[Gegevensrecords]
——————————

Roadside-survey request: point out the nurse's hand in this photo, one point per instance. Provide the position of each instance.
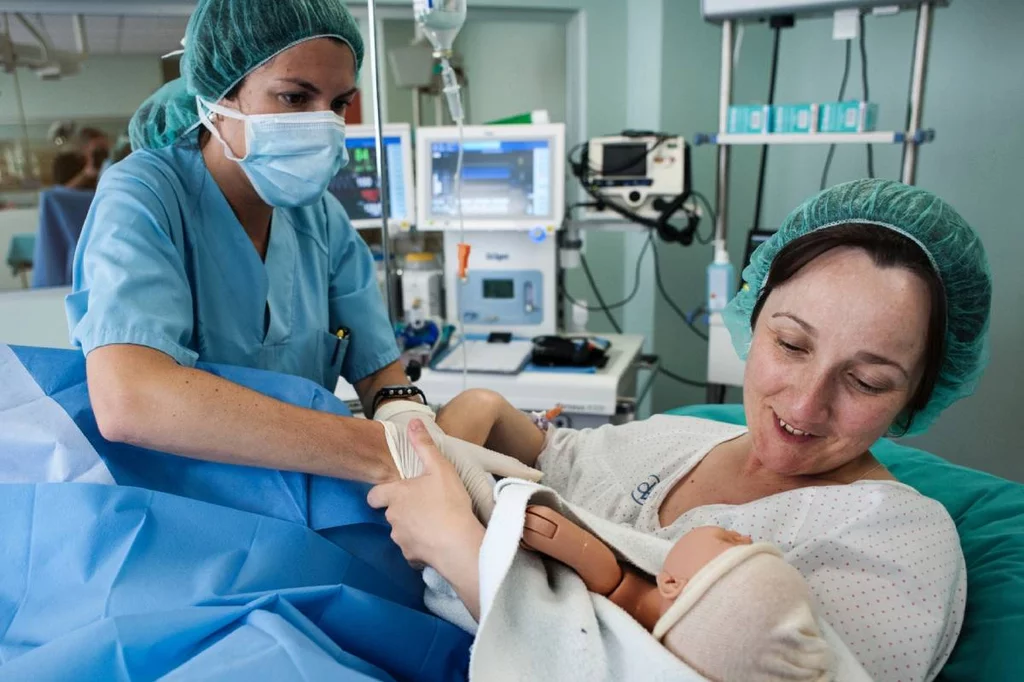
(418, 507)
(435, 500)
(473, 463)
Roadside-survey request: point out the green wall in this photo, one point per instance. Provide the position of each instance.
(974, 99)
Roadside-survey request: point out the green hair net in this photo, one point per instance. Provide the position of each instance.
(950, 244)
(224, 41)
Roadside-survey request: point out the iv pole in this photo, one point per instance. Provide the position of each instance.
(382, 170)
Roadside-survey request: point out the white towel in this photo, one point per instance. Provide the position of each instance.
(538, 620)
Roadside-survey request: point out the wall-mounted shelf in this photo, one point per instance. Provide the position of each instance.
(873, 137)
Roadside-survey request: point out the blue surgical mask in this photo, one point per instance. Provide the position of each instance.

——————————

■ **DOEL VAN OPDRACHT**: Hernoem in alle regels hierboven elk "photo" tot "image" en laat de rest ongewijzigd. Laat de afbeeldingen weg uit je antwoord.

■ **ANTWOORD**:
Roadside-survey request: point out the nurse's hand in this image, one point per instance. Provide the position of each instance.
(418, 507)
(435, 500)
(473, 463)
Roadside-survey request: point out the green wall in this image, one point per instance. Provide the position of each instance.
(974, 99)
Roadside-survey request: point out the green hair net in this image, one point per instance. Provide the position of each instance.
(950, 244)
(224, 41)
Roadside-survey request: point out the iv pole in this image, one point per instance. Provide the position of each instance.
(382, 170)
Roadside-survey request: point out the white towel in this image, one point per instance. Provide the position of each instance.
(538, 620)
Roadside-survey request: point out the wall-mounted shelf in this image, one point per instance. Provide the position of each instance.
(873, 137)
Roadside-survey request: point out the blue surgical mask in this image, one point per instance. Provide the position of each instance.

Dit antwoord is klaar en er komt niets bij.